About this exercise: Pick out and copy every line in the rows below that contains the word "positive".

Provided records:
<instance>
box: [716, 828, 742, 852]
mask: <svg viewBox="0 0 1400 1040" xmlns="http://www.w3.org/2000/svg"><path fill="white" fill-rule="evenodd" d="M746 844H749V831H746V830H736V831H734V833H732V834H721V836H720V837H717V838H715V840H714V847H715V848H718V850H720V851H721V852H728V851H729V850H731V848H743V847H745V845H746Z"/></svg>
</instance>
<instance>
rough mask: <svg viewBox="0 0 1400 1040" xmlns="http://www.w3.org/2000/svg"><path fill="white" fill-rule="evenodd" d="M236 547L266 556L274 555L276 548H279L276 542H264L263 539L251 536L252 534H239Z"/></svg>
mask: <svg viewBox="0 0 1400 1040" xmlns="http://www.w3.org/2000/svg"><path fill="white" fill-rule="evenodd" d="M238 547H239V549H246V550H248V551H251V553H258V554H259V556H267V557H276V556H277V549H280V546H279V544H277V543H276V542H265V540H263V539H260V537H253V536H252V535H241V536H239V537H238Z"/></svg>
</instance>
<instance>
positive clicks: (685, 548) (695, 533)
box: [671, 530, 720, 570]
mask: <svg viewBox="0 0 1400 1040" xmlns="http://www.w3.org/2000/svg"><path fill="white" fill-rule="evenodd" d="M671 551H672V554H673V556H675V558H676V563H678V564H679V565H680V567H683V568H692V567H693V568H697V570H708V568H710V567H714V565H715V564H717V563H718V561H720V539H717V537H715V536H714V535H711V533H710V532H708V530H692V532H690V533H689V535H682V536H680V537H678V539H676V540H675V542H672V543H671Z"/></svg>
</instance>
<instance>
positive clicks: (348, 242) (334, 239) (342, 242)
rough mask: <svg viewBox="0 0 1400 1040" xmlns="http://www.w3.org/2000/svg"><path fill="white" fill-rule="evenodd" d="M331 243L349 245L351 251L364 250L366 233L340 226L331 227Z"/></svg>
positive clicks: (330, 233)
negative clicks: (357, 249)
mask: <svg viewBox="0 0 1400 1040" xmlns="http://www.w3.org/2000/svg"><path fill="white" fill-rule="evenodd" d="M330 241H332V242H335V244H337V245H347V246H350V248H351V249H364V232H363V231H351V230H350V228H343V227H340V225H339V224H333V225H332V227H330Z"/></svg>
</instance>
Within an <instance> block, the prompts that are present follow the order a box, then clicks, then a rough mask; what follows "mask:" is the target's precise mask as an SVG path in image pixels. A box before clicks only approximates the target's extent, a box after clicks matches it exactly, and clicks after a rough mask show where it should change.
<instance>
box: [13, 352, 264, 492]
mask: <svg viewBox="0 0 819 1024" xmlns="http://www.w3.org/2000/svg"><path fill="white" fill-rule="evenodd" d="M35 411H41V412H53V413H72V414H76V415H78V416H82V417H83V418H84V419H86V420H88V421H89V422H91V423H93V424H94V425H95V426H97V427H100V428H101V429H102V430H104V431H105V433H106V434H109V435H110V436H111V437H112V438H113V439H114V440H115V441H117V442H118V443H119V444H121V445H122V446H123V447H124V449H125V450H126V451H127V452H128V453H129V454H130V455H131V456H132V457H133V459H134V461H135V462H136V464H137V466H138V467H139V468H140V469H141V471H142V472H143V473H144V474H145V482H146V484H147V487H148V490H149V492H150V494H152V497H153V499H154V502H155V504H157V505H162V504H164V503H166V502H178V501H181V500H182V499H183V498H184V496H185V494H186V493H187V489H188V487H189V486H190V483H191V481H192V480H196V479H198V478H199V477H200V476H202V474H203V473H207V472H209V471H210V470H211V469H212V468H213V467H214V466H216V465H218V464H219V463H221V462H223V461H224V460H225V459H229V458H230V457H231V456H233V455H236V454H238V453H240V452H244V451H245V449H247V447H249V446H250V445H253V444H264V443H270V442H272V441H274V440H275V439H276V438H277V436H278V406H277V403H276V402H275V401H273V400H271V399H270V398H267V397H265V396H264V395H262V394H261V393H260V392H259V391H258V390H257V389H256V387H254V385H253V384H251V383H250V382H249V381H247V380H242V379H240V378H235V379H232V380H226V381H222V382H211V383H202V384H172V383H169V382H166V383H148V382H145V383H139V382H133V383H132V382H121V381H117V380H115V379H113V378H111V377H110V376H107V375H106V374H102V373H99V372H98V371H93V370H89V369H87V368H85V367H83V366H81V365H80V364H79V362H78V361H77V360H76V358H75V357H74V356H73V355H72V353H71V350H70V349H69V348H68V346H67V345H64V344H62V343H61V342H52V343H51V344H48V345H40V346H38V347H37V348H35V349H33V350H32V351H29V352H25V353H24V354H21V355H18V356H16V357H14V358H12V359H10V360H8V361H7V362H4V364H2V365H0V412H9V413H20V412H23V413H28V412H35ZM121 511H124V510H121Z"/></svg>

Answer to this exercise:
positive clicks: (685, 548) (695, 533)
positive clicks: (348, 242) (334, 239) (342, 242)
positive clicks: (330, 233)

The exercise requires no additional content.